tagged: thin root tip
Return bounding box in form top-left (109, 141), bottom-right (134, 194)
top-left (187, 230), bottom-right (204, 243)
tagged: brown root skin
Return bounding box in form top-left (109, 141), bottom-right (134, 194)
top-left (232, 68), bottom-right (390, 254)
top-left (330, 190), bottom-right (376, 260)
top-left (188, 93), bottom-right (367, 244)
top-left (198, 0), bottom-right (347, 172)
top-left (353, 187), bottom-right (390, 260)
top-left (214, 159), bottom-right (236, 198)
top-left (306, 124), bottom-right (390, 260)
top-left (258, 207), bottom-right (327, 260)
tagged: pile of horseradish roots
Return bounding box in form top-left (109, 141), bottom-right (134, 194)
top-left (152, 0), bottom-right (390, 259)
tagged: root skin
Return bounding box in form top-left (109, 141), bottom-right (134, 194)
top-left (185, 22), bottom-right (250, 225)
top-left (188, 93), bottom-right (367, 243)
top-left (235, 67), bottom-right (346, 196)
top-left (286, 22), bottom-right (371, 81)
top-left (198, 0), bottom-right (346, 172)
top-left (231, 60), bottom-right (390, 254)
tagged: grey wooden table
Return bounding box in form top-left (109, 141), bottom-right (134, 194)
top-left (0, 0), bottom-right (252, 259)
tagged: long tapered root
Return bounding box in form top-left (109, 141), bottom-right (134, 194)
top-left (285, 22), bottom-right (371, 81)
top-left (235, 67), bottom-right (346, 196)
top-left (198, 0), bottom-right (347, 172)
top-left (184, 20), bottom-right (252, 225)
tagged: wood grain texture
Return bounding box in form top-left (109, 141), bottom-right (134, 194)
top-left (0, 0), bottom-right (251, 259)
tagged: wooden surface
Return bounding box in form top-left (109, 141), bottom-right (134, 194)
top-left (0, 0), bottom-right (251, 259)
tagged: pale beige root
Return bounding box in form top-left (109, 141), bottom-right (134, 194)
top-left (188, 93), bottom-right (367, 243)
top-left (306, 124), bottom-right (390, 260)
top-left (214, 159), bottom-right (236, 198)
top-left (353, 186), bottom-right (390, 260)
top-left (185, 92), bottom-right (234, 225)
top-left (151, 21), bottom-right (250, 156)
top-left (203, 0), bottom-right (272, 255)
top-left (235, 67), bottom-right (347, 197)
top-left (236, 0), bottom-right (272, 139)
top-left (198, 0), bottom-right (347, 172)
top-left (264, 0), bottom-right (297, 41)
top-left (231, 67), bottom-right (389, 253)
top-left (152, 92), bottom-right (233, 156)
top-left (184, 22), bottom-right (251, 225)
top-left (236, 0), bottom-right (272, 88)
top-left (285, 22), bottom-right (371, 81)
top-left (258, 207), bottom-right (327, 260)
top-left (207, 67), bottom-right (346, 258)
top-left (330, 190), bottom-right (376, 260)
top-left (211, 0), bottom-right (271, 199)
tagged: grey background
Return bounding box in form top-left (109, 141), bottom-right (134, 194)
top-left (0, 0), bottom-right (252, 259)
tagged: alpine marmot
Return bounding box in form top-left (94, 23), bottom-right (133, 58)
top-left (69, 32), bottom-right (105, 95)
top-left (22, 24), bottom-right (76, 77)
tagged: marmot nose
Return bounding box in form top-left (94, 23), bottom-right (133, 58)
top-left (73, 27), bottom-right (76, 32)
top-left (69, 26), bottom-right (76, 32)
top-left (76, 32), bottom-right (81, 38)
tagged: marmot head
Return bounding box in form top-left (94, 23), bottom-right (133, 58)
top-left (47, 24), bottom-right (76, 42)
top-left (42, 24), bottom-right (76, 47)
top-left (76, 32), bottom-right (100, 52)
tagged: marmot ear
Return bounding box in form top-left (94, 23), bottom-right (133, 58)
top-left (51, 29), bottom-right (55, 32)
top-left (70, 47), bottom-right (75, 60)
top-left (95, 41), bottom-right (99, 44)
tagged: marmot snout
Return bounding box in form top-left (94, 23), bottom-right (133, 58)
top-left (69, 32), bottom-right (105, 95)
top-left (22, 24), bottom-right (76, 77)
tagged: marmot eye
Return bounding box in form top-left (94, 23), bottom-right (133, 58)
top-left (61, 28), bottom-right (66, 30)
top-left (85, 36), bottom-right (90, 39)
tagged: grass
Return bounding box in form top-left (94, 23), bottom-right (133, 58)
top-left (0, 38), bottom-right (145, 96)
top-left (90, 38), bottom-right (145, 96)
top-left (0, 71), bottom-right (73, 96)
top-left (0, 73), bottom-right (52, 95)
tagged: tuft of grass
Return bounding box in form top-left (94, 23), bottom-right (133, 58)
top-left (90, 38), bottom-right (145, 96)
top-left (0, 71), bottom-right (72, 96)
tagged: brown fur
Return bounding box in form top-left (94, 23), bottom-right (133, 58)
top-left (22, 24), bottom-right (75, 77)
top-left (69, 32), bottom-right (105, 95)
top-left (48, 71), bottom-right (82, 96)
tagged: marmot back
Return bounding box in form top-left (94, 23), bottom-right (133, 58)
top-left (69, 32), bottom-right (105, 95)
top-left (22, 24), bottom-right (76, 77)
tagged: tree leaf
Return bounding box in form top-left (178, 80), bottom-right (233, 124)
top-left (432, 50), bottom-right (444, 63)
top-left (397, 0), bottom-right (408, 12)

==========

**Assignment:** Print each line of the data exactly. Keep all of it.

**Written response:**
tagged: thin root tip
Return bounding box in form top-left (109, 141), bottom-right (134, 194)
top-left (187, 230), bottom-right (204, 243)
tagged: brown root skin
Return bounding box in form top-left (109, 141), bottom-right (134, 194)
top-left (232, 68), bottom-right (390, 254)
top-left (330, 190), bottom-right (376, 260)
top-left (188, 93), bottom-right (367, 244)
top-left (198, 0), bottom-right (347, 172)
top-left (353, 187), bottom-right (390, 260)
top-left (214, 159), bottom-right (236, 198)
top-left (306, 124), bottom-right (390, 260)
top-left (258, 207), bottom-right (327, 260)
tagged: pile of horseradish roots
Return bounding box in form top-left (109, 141), bottom-right (134, 194)
top-left (152, 0), bottom-right (390, 259)
tagged: root skin
Return bounding box in form top-left (109, 141), bottom-right (134, 194)
top-left (185, 22), bottom-right (250, 225)
top-left (188, 93), bottom-right (367, 243)
top-left (235, 67), bottom-right (346, 196)
top-left (286, 22), bottom-right (371, 81)
top-left (198, 0), bottom-right (346, 172)
top-left (231, 60), bottom-right (390, 254)
tagged: grey wooden table
Return bounding box in form top-left (109, 141), bottom-right (134, 194)
top-left (0, 0), bottom-right (252, 259)
tagged: long tapered root
Return bounding box in form top-left (109, 141), bottom-right (134, 194)
top-left (285, 22), bottom-right (371, 81)
top-left (235, 67), bottom-right (346, 196)
top-left (198, 0), bottom-right (347, 172)
top-left (184, 20), bottom-right (252, 225)
tagged: wood grain texture
Return bounding box in form top-left (109, 141), bottom-right (134, 194)
top-left (0, 0), bottom-right (251, 259)
tagged: wooden surface
Return bounding box in form top-left (109, 141), bottom-right (134, 194)
top-left (0, 0), bottom-right (251, 259)
tagged: pale beige root
Return bounding box in form top-left (109, 141), bottom-right (134, 194)
top-left (188, 93), bottom-right (367, 243)
top-left (306, 124), bottom-right (390, 260)
top-left (214, 159), bottom-right (236, 198)
top-left (353, 186), bottom-right (390, 260)
top-left (185, 92), bottom-right (234, 225)
top-left (151, 21), bottom-right (250, 156)
top-left (203, 0), bottom-right (272, 255)
top-left (235, 67), bottom-right (347, 197)
top-left (236, 0), bottom-right (272, 139)
top-left (198, 0), bottom-right (347, 172)
top-left (264, 0), bottom-right (297, 41)
top-left (231, 67), bottom-right (389, 253)
top-left (152, 92), bottom-right (233, 156)
top-left (184, 22), bottom-right (251, 225)
top-left (236, 0), bottom-right (272, 88)
top-left (285, 22), bottom-right (371, 81)
top-left (258, 207), bottom-right (327, 260)
top-left (207, 67), bottom-right (346, 258)
top-left (330, 190), bottom-right (376, 260)
top-left (211, 0), bottom-right (271, 199)
tagged: grey background
Return bounding box in form top-left (109, 141), bottom-right (134, 194)
top-left (0, 0), bottom-right (252, 259)
tagged: alpine marmot
Return bounding box in form top-left (94, 23), bottom-right (133, 58)
top-left (69, 32), bottom-right (105, 95)
top-left (22, 24), bottom-right (76, 77)
tagged: marmot nose
Return bounding box in form top-left (94, 23), bottom-right (133, 58)
top-left (73, 27), bottom-right (76, 32)
top-left (69, 26), bottom-right (76, 32)
top-left (76, 32), bottom-right (81, 38)
tagged: marmot head
Return bounding box in form top-left (94, 23), bottom-right (133, 58)
top-left (47, 24), bottom-right (76, 42)
top-left (42, 24), bottom-right (76, 47)
top-left (76, 32), bottom-right (100, 52)
tagged: marmot ear
Return bounding box in form top-left (94, 23), bottom-right (133, 58)
top-left (51, 29), bottom-right (55, 32)
top-left (70, 47), bottom-right (75, 60)
top-left (95, 41), bottom-right (99, 44)
tagged: marmot snout
Return bounding box in form top-left (94, 23), bottom-right (133, 58)
top-left (69, 32), bottom-right (105, 95)
top-left (22, 24), bottom-right (76, 77)
tagged: marmot eye
Return bounding box in form top-left (94, 23), bottom-right (133, 58)
top-left (61, 28), bottom-right (66, 30)
top-left (85, 36), bottom-right (90, 39)
tagged: grass
Return bounding box in form top-left (94, 23), bottom-right (133, 58)
top-left (0, 38), bottom-right (145, 96)
top-left (90, 38), bottom-right (145, 96)
top-left (0, 71), bottom-right (73, 96)
top-left (0, 73), bottom-right (52, 95)
tagged: tuft of grass
Return bounding box in form top-left (94, 23), bottom-right (133, 58)
top-left (90, 38), bottom-right (145, 96)
top-left (0, 71), bottom-right (72, 96)
tagged: brown fur
Return bounding box in form top-left (94, 23), bottom-right (133, 58)
top-left (22, 24), bottom-right (75, 77)
top-left (69, 32), bottom-right (105, 95)
top-left (48, 71), bottom-right (82, 96)
tagged: marmot back
Return bounding box in form top-left (94, 23), bottom-right (133, 58)
top-left (69, 32), bottom-right (105, 95)
top-left (22, 24), bottom-right (76, 77)
tagged: tree leaf
Return bounding box in form top-left (178, 80), bottom-right (233, 124)
top-left (432, 50), bottom-right (444, 63)
top-left (397, 0), bottom-right (408, 12)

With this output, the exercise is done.